EXERCISE BRIEF –
Would you copy out the whole listing exactly as given?
>>>
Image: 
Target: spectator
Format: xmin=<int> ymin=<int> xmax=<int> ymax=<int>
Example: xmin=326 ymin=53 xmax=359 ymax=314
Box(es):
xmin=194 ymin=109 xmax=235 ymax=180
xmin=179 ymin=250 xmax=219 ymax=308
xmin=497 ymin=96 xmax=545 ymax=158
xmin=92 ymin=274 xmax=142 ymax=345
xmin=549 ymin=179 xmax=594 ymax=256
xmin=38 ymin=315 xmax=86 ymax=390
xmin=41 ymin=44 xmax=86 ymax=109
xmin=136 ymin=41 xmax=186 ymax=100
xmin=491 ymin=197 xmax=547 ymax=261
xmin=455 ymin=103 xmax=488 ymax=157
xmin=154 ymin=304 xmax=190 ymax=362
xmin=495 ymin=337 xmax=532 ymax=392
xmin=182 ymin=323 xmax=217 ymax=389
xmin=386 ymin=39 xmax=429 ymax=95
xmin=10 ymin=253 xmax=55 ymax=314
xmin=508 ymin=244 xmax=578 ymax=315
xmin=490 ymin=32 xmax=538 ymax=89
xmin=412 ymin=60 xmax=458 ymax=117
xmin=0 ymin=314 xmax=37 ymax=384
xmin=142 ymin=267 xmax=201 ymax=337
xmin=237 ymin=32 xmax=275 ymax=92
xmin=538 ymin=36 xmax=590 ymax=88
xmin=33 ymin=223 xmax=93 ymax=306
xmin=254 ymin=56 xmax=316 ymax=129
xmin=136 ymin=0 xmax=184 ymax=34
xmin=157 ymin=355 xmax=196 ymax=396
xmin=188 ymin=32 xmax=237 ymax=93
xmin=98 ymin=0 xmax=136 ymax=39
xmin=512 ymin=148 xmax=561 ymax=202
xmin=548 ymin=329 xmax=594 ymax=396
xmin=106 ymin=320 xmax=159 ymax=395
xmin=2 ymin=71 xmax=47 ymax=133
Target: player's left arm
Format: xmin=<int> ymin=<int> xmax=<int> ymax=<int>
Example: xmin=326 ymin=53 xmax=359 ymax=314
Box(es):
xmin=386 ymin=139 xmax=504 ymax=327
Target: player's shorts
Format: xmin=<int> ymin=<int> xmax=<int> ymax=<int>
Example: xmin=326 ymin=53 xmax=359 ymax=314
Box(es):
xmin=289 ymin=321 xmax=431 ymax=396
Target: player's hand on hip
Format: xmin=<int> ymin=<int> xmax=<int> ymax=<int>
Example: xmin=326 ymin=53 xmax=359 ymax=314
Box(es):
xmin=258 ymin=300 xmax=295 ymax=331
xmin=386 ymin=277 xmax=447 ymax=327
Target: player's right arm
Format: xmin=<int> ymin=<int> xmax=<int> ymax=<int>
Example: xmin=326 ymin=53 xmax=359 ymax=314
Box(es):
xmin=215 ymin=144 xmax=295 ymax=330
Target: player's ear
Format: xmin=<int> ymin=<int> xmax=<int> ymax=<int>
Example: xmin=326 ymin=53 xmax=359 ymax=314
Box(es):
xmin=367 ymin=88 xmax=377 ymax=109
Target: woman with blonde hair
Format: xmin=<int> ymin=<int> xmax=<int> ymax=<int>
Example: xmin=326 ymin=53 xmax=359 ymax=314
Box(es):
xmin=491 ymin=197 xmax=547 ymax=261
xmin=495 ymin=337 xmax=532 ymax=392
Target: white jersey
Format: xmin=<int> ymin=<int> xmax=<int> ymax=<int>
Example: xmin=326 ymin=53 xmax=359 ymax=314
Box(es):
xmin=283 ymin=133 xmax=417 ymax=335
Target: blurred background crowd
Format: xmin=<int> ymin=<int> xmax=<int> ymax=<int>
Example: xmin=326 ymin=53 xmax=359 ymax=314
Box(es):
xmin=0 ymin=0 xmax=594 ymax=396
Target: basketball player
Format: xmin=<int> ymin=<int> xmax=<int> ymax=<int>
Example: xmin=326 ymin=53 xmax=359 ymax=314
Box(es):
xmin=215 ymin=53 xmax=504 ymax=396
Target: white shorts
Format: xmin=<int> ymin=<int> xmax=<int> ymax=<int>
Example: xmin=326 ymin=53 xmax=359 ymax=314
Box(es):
<<<
CORRECT ANSWER –
Image: 
Target: spectator
Format: xmin=<int> ymin=<int> xmax=<int> ymax=<int>
Example: xmin=326 ymin=53 xmax=359 ymax=314
Box(es):
xmin=194 ymin=109 xmax=235 ymax=180
xmin=179 ymin=250 xmax=219 ymax=308
xmin=497 ymin=96 xmax=545 ymax=158
xmin=92 ymin=274 xmax=142 ymax=345
xmin=549 ymin=179 xmax=594 ymax=256
xmin=38 ymin=315 xmax=86 ymax=390
xmin=41 ymin=44 xmax=86 ymax=109
xmin=136 ymin=41 xmax=186 ymax=100
xmin=491 ymin=197 xmax=547 ymax=261
xmin=455 ymin=103 xmax=488 ymax=157
xmin=154 ymin=304 xmax=190 ymax=362
xmin=495 ymin=337 xmax=532 ymax=392
xmin=182 ymin=323 xmax=217 ymax=389
xmin=386 ymin=39 xmax=429 ymax=95
xmin=10 ymin=253 xmax=55 ymax=314
xmin=508 ymin=244 xmax=578 ymax=315
xmin=490 ymin=32 xmax=538 ymax=89
xmin=412 ymin=60 xmax=458 ymax=117
xmin=0 ymin=314 xmax=37 ymax=384
xmin=142 ymin=267 xmax=201 ymax=337
xmin=237 ymin=32 xmax=275 ymax=92
xmin=538 ymin=36 xmax=590 ymax=88
xmin=33 ymin=223 xmax=93 ymax=306
xmin=254 ymin=56 xmax=316 ymax=129
xmin=136 ymin=0 xmax=184 ymax=34
xmin=157 ymin=355 xmax=196 ymax=396
xmin=188 ymin=32 xmax=237 ymax=93
xmin=98 ymin=0 xmax=136 ymax=39
xmin=512 ymin=148 xmax=561 ymax=202
xmin=548 ymin=329 xmax=594 ymax=396
xmin=106 ymin=320 xmax=159 ymax=395
xmin=2 ymin=71 xmax=47 ymax=133
Target: player's left arm
Format: xmin=<int> ymin=<int> xmax=<int> ymax=<int>
Example: xmin=326 ymin=53 xmax=359 ymax=314
Box(es):
xmin=386 ymin=139 xmax=504 ymax=327
Target: player's shorts
Format: xmin=<int> ymin=<int> xmax=<int> ymax=<int>
Example: xmin=326 ymin=53 xmax=359 ymax=314
Box(es):
xmin=289 ymin=321 xmax=431 ymax=396
Target: player's hand on hip
Format: xmin=<int> ymin=<int> xmax=<int> ymax=<int>
Example: xmin=326 ymin=53 xmax=359 ymax=314
Box(es):
xmin=258 ymin=300 xmax=295 ymax=331
xmin=386 ymin=277 xmax=447 ymax=327
Target: player's right arm
Format: xmin=<int> ymin=<int> xmax=<int> ymax=<int>
Example: xmin=326 ymin=53 xmax=359 ymax=314
Box(es):
xmin=215 ymin=144 xmax=295 ymax=330
Target: player's ear
Format: xmin=<int> ymin=<int> xmax=<int> ymax=<int>
Example: xmin=326 ymin=53 xmax=359 ymax=314
Box(es):
xmin=367 ymin=88 xmax=377 ymax=109
Target: woman with blonde hair
Format: xmin=<int> ymin=<int> xmax=<int> ymax=<int>
Example: xmin=326 ymin=53 xmax=359 ymax=314
Box(es):
xmin=491 ymin=197 xmax=547 ymax=261
xmin=495 ymin=337 xmax=532 ymax=392
Target: white jersey
Format: xmin=<int> ymin=<int> xmax=<int> ymax=<int>
Example: xmin=326 ymin=53 xmax=359 ymax=314
Box(es):
xmin=283 ymin=133 xmax=417 ymax=335
Target: blurred background crowd
Format: xmin=<int> ymin=<int> xmax=<int> ymax=<int>
Example: xmin=326 ymin=53 xmax=359 ymax=314
Box(es):
xmin=0 ymin=0 xmax=594 ymax=396
Target: basketball player
Format: xmin=<int> ymin=<int> xmax=<int> ymax=<int>
Example: xmin=326 ymin=53 xmax=359 ymax=314
Box(es):
xmin=215 ymin=53 xmax=504 ymax=396
Target: white shorts
Format: xmin=<int> ymin=<int> xmax=<int> ymax=<int>
Example: xmin=326 ymin=53 xmax=359 ymax=314
Box(es):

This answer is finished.